_DIRECTION_
Could you update the lines starting at the one containing "porch** | outline" and ending at the end of the items, replacing "simplified" with "reduced" and keeping everything else unchanged? Leave the pictures out of your answer.

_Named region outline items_
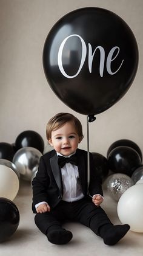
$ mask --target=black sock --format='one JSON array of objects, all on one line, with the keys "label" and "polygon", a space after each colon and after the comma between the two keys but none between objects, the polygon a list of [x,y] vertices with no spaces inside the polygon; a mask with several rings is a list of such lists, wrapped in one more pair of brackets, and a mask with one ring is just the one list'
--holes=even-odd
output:
[{"label": "black sock", "polygon": [[99,230],[101,237],[107,245],[116,244],[130,229],[130,226],[106,224],[102,226]]},{"label": "black sock", "polygon": [[64,244],[71,240],[73,234],[59,225],[53,225],[48,229],[47,237],[48,241],[53,244]]}]

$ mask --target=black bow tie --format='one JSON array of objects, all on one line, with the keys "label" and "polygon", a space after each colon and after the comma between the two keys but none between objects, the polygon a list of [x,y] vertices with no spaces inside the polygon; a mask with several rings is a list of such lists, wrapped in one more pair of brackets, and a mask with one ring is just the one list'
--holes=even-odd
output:
[{"label": "black bow tie", "polygon": [[58,164],[60,168],[62,168],[66,163],[70,163],[75,165],[78,165],[77,157],[75,154],[73,154],[70,157],[65,157],[64,156],[58,156]]}]

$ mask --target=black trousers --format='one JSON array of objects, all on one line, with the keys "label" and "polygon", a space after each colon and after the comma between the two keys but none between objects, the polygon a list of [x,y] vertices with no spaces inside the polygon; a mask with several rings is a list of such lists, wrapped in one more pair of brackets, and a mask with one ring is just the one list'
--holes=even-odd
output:
[{"label": "black trousers", "polygon": [[91,198],[87,196],[72,202],[61,201],[49,212],[37,213],[35,224],[45,235],[48,229],[53,225],[61,226],[66,221],[78,221],[90,227],[97,235],[103,225],[113,225],[104,210],[93,203]]}]

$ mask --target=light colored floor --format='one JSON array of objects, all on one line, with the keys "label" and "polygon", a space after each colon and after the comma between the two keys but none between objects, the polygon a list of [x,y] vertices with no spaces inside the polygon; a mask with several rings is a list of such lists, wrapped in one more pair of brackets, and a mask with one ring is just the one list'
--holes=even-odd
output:
[{"label": "light colored floor", "polygon": [[[116,213],[117,203],[107,195],[104,195],[104,197],[102,207],[114,224],[119,224]],[[77,223],[65,225],[73,235],[68,244],[62,246],[51,244],[35,224],[34,214],[31,210],[32,198],[30,183],[21,181],[18,194],[13,201],[20,213],[20,223],[11,238],[0,244],[1,255],[143,255],[143,233],[129,231],[117,244],[108,246],[88,228]]]}]

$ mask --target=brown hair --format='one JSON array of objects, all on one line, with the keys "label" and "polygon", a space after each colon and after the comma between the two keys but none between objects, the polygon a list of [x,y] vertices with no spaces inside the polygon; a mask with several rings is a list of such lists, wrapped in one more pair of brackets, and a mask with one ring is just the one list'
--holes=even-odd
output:
[{"label": "brown hair", "polygon": [[52,131],[56,131],[59,128],[63,126],[67,122],[71,122],[73,123],[76,131],[78,136],[82,139],[83,138],[82,128],[81,122],[75,117],[75,116],[69,113],[58,113],[48,121],[46,126],[46,136],[47,140],[51,139]]}]

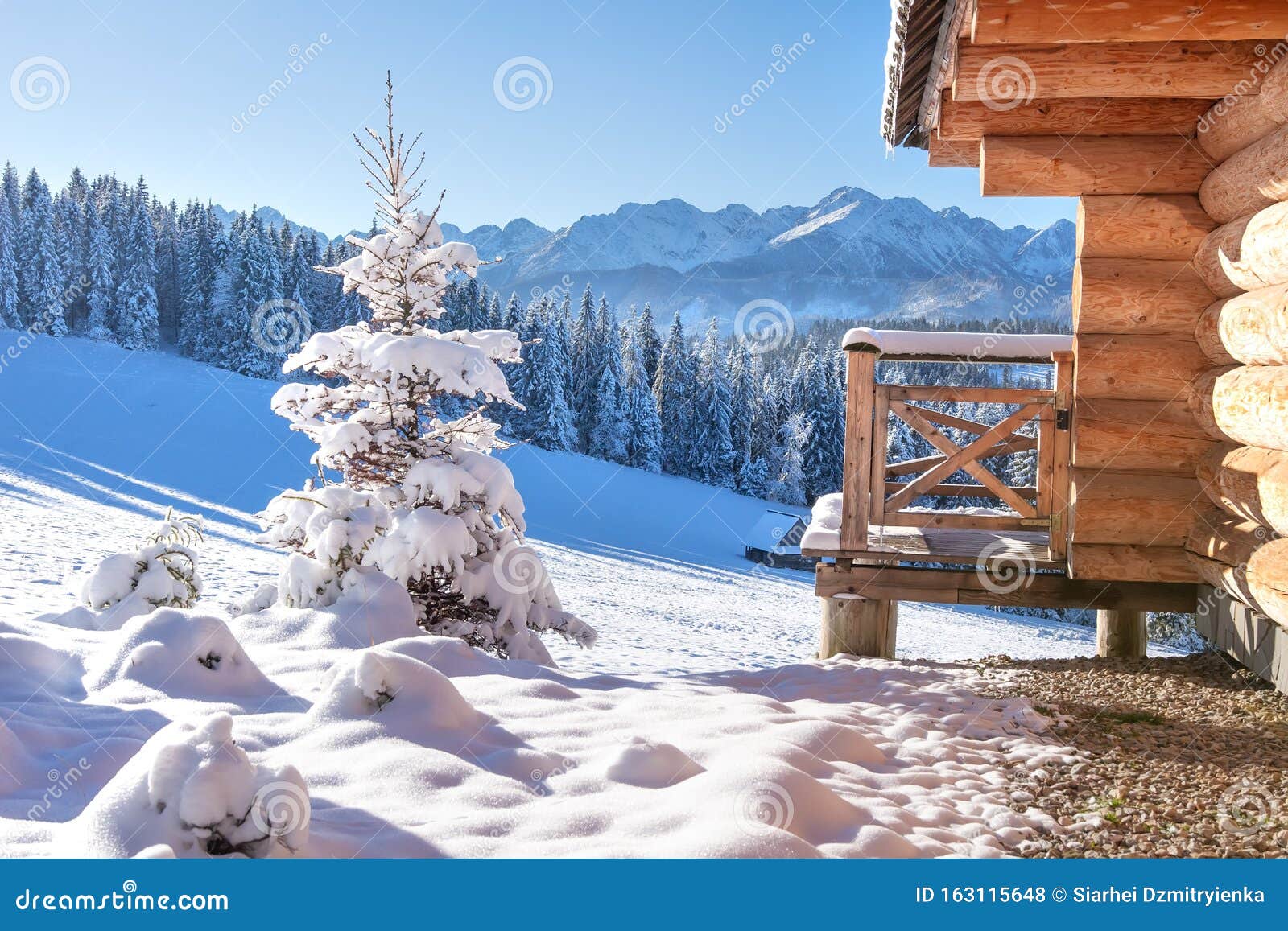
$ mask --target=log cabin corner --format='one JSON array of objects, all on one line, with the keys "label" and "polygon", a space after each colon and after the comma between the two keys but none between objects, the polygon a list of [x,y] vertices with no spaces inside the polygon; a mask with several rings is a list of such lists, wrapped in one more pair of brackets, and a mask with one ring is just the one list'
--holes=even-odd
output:
[{"label": "log cabin corner", "polygon": [[[1288,3],[894,6],[886,143],[979,169],[985,196],[1078,198],[1073,336],[846,335],[844,488],[802,541],[824,560],[820,655],[893,655],[898,600],[1096,608],[1100,655],[1144,655],[1144,612],[1182,610],[1288,690]],[[1054,380],[882,385],[882,358]],[[954,399],[1014,413],[917,406]],[[939,455],[887,462],[890,417]],[[1027,449],[1033,487],[983,465]],[[909,509],[965,494],[958,470],[1005,514]]]}]

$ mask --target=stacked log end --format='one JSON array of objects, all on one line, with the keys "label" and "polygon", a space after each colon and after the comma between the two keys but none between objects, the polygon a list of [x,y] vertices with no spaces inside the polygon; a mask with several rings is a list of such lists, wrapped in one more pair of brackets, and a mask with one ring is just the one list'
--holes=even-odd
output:
[{"label": "stacked log end", "polygon": [[1220,225],[1194,258],[1217,300],[1194,327],[1207,367],[1186,395],[1220,442],[1195,467],[1211,510],[1185,550],[1204,582],[1288,627],[1288,59],[1258,94],[1213,106],[1198,142],[1220,161],[1199,191]]}]

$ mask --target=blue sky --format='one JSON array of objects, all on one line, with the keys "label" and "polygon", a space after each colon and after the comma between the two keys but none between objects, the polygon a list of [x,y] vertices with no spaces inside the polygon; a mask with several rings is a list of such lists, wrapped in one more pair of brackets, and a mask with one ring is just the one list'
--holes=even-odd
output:
[{"label": "blue sky", "polygon": [[[981,198],[975,170],[886,156],[889,15],[886,0],[0,0],[0,160],[363,227],[350,133],[383,122],[390,68],[429,187],[448,188],[443,219],[466,229],[668,197],[811,205],[841,185],[1002,225],[1072,216],[1073,201]],[[53,97],[22,80],[40,71]],[[536,97],[522,73],[507,90],[524,71]]]}]

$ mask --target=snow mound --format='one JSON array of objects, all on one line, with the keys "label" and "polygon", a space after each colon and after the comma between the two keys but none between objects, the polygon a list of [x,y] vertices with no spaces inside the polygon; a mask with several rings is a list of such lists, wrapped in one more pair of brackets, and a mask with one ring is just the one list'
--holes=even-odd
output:
[{"label": "snow mound", "polygon": [[148,740],[72,822],[70,852],[287,856],[308,842],[310,815],[300,773],[252,762],[216,713]]},{"label": "snow mound", "polygon": [[252,596],[241,605],[249,613],[236,614],[237,631],[247,643],[269,645],[289,640],[314,649],[361,649],[424,635],[407,590],[366,567],[350,570],[340,597],[326,607],[285,608],[273,604],[276,585],[263,588],[272,592],[267,605],[260,607]]},{"label": "snow mound", "polygon": [[44,769],[18,739],[9,725],[0,720],[0,796],[8,796],[45,779]]},{"label": "snow mound", "polygon": [[361,650],[332,666],[309,716],[319,724],[377,716],[403,733],[478,729],[484,722],[442,672],[380,648]]},{"label": "snow mound", "polygon": [[130,592],[103,610],[79,604],[62,614],[41,614],[37,619],[79,631],[118,631],[130,618],[155,610],[138,592]]},{"label": "snow mound", "polygon": [[278,691],[246,655],[222,618],[160,608],[129,621],[106,658],[91,668],[91,688],[133,681],[167,695],[267,697]]},{"label": "snow mound", "polygon": [[617,752],[604,775],[627,785],[657,789],[675,785],[702,771],[702,766],[675,744],[649,743],[635,738]]}]

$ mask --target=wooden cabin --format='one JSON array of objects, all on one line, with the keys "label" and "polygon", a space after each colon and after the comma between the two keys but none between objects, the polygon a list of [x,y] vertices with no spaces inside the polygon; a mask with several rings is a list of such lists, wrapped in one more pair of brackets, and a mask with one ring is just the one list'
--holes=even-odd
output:
[{"label": "wooden cabin", "polygon": [[[1078,198],[1074,334],[1052,390],[992,426],[930,416],[944,389],[881,385],[875,362],[1023,348],[846,337],[840,514],[804,543],[823,654],[890,654],[899,599],[1097,608],[1104,655],[1144,653],[1142,612],[1193,610],[1288,689],[1288,3],[903,0],[893,30],[891,147],[976,167],[987,196]],[[889,416],[940,455],[887,462]],[[1034,488],[980,464],[1016,444]],[[958,467],[1003,515],[908,511]]]}]

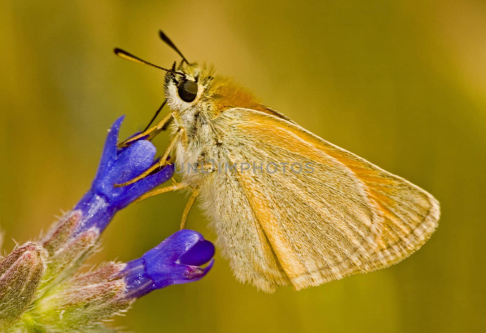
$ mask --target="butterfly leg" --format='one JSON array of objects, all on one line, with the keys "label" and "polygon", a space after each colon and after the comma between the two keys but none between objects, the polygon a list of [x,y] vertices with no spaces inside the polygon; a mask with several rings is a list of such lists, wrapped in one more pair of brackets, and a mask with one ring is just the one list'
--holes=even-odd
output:
[{"label": "butterfly leg", "polygon": [[186,227],[186,221],[187,220],[187,216],[189,215],[189,211],[191,210],[191,208],[192,206],[192,204],[194,204],[194,202],[195,201],[196,198],[197,198],[199,194],[199,189],[198,188],[192,189],[192,194],[191,194],[191,198],[189,198],[189,201],[186,204],[186,207],[184,209],[184,212],[182,213],[182,217],[181,219],[181,229],[184,229]]},{"label": "butterfly leg", "polygon": [[122,142],[120,142],[118,144],[118,147],[119,148],[127,147],[130,146],[130,144],[133,143],[135,141],[146,136],[147,137],[145,138],[145,140],[152,140],[154,136],[160,133],[160,131],[163,130],[165,129],[166,126],[169,124],[171,120],[172,120],[173,116],[173,113],[169,113],[162,118],[162,119],[161,119],[155,126],[151,127],[148,130],[145,130],[140,134],[135,135],[135,136],[133,136],[129,139],[127,139]]},{"label": "butterfly leg", "polygon": [[182,188],[185,188],[187,187],[188,187],[188,185],[185,183],[177,183],[176,182],[174,182],[174,183],[173,183],[171,185],[169,185],[169,186],[165,186],[163,187],[160,187],[160,188],[157,188],[152,191],[150,191],[150,192],[147,192],[145,194],[139,197],[139,198],[134,202],[138,203],[139,201],[144,200],[147,198],[153,197],[154,195],[165,193],[167,192],[177,191],[177,190],[181,189]]},{"label": "butterfly leg", "polygon": [[170,143],[169,144],[169,146],[167,146],[167,148],[165,149],[165,152],[164,154],[162,155],[162,157],[159,159],[158,162],[153,166],[149,167],[148,169],[144,171],[143,172],[139,175],[137,177],[135,178],[133,178],[128,182],[125,182],[125,183],[122,183],[120,184],[115,184],[114,186],[115,187],[122,187],[124,186],[126,186],[127,185],[130,185],[130,184],[133,184],[137,181],[139,181],[142,178],[144,178],[152,172],[156,171],[157,169],[160,169],[166,164],[168,164],[167,160],[167,157],[169,157],[169,154],[170,153],[172,149],[174,148],[174,146],[175,143],[177,142],[177,140],[181,139],[182,141],[183,146],[187,147],[187,135],[186,134],[186,131],[184,129],[183,127],[179,127],[177,129],[177,130],[175,131],[175,134],[174,134],[174,137],[171,140]]}]

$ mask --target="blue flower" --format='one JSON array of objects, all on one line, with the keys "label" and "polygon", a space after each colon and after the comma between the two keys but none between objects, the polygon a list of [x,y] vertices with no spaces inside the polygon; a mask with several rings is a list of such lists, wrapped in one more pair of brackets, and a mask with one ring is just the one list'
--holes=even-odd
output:
[{"label": "blue flower", "polygon": [[[145,253],[126,263],[121,271],[127,298],[139,297],[172,284],[197,281],[211,269],[214,246],[201,234],[179,230]],[[201,267],[208,261],[206,267]]]},{"label": "blue flower", "polygon": [[118,132],[123,116],[109,130],[98,172],[91,188],[74,207],[82,212],[83,221],[75,234],[94,226],[101,232],[115,214],[146,192],[170,179],[174,166],[167,166],[155,174],[122,187],[114,185],[138,176],[152,166],[156,149],[150,141],[140,140],[129,147],[117,147]]}]

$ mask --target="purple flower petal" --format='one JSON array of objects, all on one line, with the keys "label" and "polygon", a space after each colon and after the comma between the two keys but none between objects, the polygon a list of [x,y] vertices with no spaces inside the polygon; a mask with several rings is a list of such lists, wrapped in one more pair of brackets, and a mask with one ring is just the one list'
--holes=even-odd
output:
[{"label": "purple flower petal", "polygon": [[[214,247],[198,232],[179,230],[142,258],[127,263],[122,272],[127,297],[138,297],[172,284],[200,279],[212,267]],[[210,260],[210,261],[209,261]],[[206,267],[200,265],[209,261]]]},{"label": "purple flower petal", "polygon": [[95,226],[103,231],[115,214],[144,193],[171,179],[174,166],[134,184],[115,187],[138,176],[154,164],[156,149],[150,141],[139,140],[126,148],[118,149],[118,132],[123,116],[112,126],[102,154],[96,176],[90,190],[74,207],[83,218],[75,235]]}]

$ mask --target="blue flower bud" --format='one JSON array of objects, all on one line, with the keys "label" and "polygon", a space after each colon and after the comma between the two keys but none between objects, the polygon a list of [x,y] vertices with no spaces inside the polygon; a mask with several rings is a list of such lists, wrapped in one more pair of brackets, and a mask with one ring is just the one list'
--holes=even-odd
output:
[{"label": "blue flower bud", "polygon": [[117,147],[118,132],[123,116],[111,127],[106,137],[98,172],[91,188],[74,207],[82,212],[83,220],[76,233],[95,226],[102,231],[113,215],[146,192],[170,179],[174,166],[122,187],[114,185],[140,174],[154,163],[156,149],[150,141],[139,140],[129,147]]},{"label": "blue flower bud", "polygon": [[[179,230],[132,260],[121,274],[126,284],[126,297],[139,297],[172,284],[197,281],[211,269],[214,246],[201,234]],[[204,268],[200,267],[210,260]]]}]

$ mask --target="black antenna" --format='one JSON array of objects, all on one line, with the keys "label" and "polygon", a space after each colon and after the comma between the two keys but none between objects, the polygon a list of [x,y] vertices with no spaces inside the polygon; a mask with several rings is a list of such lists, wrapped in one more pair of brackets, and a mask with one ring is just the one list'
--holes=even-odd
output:
[{"label": "black antenna", "polygon": [[[158,108],[158,110],[156,111],[155,114],[154,114],[154,116],[152,117],[152,120],[150,121],[150,122],[149,123],[149,124],[147,125],[147,127],[146,127],[145,129],[144,130],[142,131],[144,132],[149,129],[149,128],[150,127],[150,125],[151,125],[152,123],[154,122],[154,121],[155,120],[155,118],[157,118],[157,116],[158,116],[158,114],[160,112],[160,110],[161,110],[162,108],[164,107],[164,106],[165,105],[165,103],[167,103],[167,99],[164,100],[164,102],[162,103],[162,104],[160,105],[160,107]],[[162,130],[163,129],[164,129],[162,128]]]},{"label": "black antenna", "polygon": [[177,52],[177,54],[182,57],[182,62],[185,62],[188,65],[189,64],[189,62],[187,61],[186,59],[186,57],[182,55],[182,53],[179,51],[179,49],[177,48],[177,46],[172,42],[171,39],[167,37],[167,35],[164,33],[164,32],[162,30],[158,31],[158,36],[160,37],[160,39],[164,41],[164,42],[169,45],[171,48],[174,50],[174,51]]},{"label": "black antenna", "polygon": [[129,60],[135,62],[138,62],[140,64],[145,64],[145,65],[148,65],[149,66],[151,66],[153,67],[155,67],[156,68],[158,68],[158,69],[161,69],[162,71],[165,71],[166,72],[174,73],[174,74],[178,74],[179,75],[182,75],[183,76],[184,76],[184,73],[182,73],[180,72],[176,72],[174,70],[168,70],[167,68],[164,68],[163,67],[161,67],[159,66],[154,65],[151,62],[149,62],[148,61],[144,60],[143,59],[140,59],[139,57],[134,56],[131,53],[129,53],[126,51],[122,50],[121,49],[116,48],[113,51],[115,52],[115,54],[121,58]]}]

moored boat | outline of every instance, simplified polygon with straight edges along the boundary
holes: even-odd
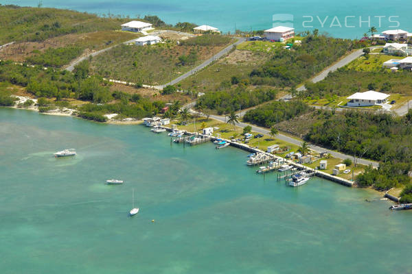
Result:
[[[74,149],[65,149],[61,151],[58,151],[53,155],[54,157],[67,157],[67,156],[74,156],[77,153]]]
[[[115,179],[106,180],[106,182],[107,183],[107,184],[123,184],[123,181]]]
[[[284,164],[280,168],[279,168],[279,171],[284,172],[284,171],[290,171],[293,168],[293,166],[291,166],[290,164]]]
[[[391,206],[389,209],[391,210],[403,210],[412,209],[412,203],[400,203],[399,205]]]
[[[292,176],[292,181],[289,182],[289,186],[297,187],[302,186],[309,181],[309,178],[304,177],[301,174]]]

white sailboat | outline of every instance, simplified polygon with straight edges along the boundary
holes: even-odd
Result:
[[[130,212],[130,216],[134,216],[136,215],[137,213],[139,213],[139,208],[135,208],[135,190],[133,189],[133,194],[132,194],[132,210]]]

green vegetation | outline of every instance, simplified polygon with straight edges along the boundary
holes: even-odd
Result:
[[[211,46],[178,45],[173,42],[150,46],[122,45],[95,57],[93,71],[109,79],[159,84],[174,79],[218,48]]]
[[[273,125],[312,110],[301,101],[275,101],[248,111],[243,116],[246,122],[271,127]]]
[[[271,88],[248,89],[240,85],[225,90],[206,93],[198,105],[216,110],[219,114],[253,107],[276,99],[277,91]]]
[[[278,49],[261,68],[251,73],[252,84],[296,86],[314,76],[353,49],[350,40],[309,34],[292,50]]]
[[[196,36],[181,42],[181,45],[185,46],[224,46],[231,40],[230,37],[218,34],[204,34]]]
[[[306,95],[312,98],[326,96],[346,96],[370,89],[386,92],[412,95],[412,75],[408,71],[355,71],[345,68],[329,73],[323,81],[305,84]]]
[[[82,51],[83,49],[79,47],[50,48],[41,53],[38,53],[35,55],[30,56],[26,60],[34,64],[60,67],[80,56]]]
[[[130,19],[102,18],[68,10],[0,5],[0,45],[16,41],[43,41],[69,34],[119,29]]]

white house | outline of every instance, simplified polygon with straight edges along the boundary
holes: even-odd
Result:
[[[386,43],[383,47],[383,52],[387,54],[400,54],[409,55],[412,54],[412,48],[408,44]]]
[[[277,151],[279,150],[279,145],[273,145],[268,147],[267,151],[269,153],[272,153],[273,152]]]
[[[264,33],[266,39],[277,42],[283,42],[286,39],[295,37],[295,29],[288,27],[273,27],[265,30]]]
[[[412,57],[407,57],[404,59],[398,61],[399,68],[402,69],[412,69]]]
[[[219,32],[219,29],[218,29],[217,27],[211,27],[207,25],[202,25],[198,27],[194,27],[193,30],[194,32],[196,32],[198,34],[207,32],[216,33],[220,32]]]
[[[152,29],[152,25],[150,23],[141,21],[130,21],[122,25],[122,30],[127,32],[139,32],[142,30],[149,30]]]
[[[382,66],[385,68],[396,68],[398,66],[399,66],[399,59],[391,59],[387,62],[385,62]]]
[[[139,37],[135,40],[135,43],[138,46],[144,46],[145,45],[153,45],[161,41],[159,36],[148,35],[147,36]]]
[[[350,107],[364,107],[374,105],[377,103],[384,103],[387,101],[389,95],[378,92],[374,90],[365,91],[365,92],[356,92],[347,99],[350,100],[347,105]]]
[[[382,32],[383,36],[385,37],[385,39],[387,40],[399,40],[399,39],[404,39],[407,40],[408,38],[408,32],[404,31],[403,29],[390,29],[385,30]]]

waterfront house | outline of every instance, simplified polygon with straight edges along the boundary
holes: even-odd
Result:
[[[350,107],[364,107],[385,103],[389,97],[389,95],[387,94],[374,90],[356,92],[347,98],[350,100],[347,102],[347,105]]]
[[[147,36],[140,37],[135,40],[135,43],[138,46],[144,46],[146,45],[154,45],[161,41],[161,38],[157,36],[148,35]]]
[[[321,164],[319,165],[319,169],[325,170],[328,169],[328,161],[325,160],[321,160]]]
[[[211,135],[213,134],[214,129],[213,127],[206,127],[203,129],[203,134],[204,135]]]
[[[207,25],[202,25],[198,27],[194,27],[193,31],[197,34],[202,34],[205,32],[219,32],[219,29],[217,27],[211,27]]]
[[[130,21],[122,25],[122,30],[127,32],[139,32],[141,31],[150,30],[152,25],[150,23],[141,21]]]
[[[346,169],[346,164],[336,164],[335,166],[335,169],[337,169],[339,171],[343,171],[344,170]]]
[[[382,66],[385,68],[396,68],[398,66],[399,66],[399,62],[398,62],[399,60],[400,60],[399,59],[389,60],[387,62],[385,62],[382,64]]]
[[[274,152],[277,152],[279,148],[280,147],[279,147],[279,145],[273,145],[268,147],[267,151],[269,153],[273,153]]]
[[[407,57],[404,59],[398,61],[399,63],[399,68],[402,69],[412,69],[412,56]]]
[[[412,54],[412,48],[408,44],[386,43],[383,53],[391,55],[409,55]]]
[[[389,29],[382,32],[382,35],[385,36],[386,40],[391,40],[393,41],[408,38],[408,32],[403,29]]]
[[[288,27],[279,26],[266,29],[264,32],[267,40],[276,42],[284,40],[295,37],[295,29]]]

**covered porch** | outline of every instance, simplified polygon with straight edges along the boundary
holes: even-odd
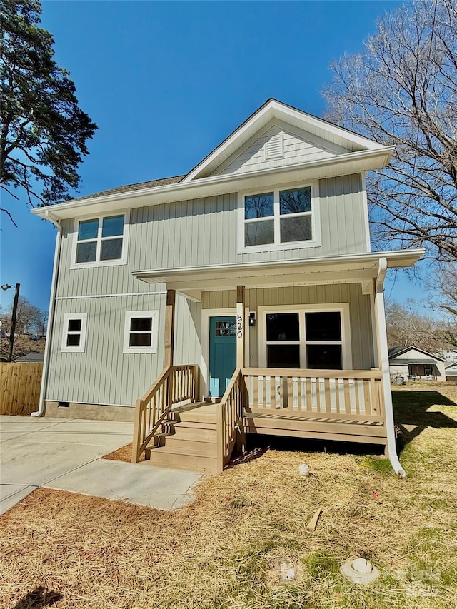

_OUTPUT BELOW_
**covered porch** | outline of every instance, reduced polygon with straight edges along the boundary
holes: even-odd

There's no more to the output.